### Task to carry out
The listing below should be printed exactly, every line of it. Skip the pictures.

### Dataset records
----------
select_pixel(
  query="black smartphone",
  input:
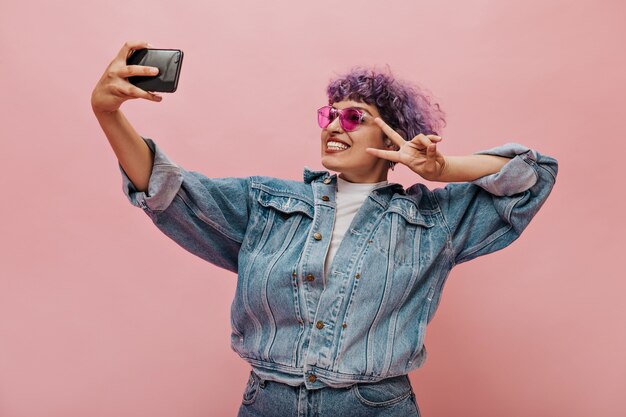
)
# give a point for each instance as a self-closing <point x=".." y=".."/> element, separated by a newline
<point x="168" y="61"/>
----------
### Answer to this exercise
select_pixel(
  query="black smartphone",
  input:
)
# give a point for each instance as a self-closing <point x=".." y=".."/> element, separated by a newline
<point x="168" y="61"/>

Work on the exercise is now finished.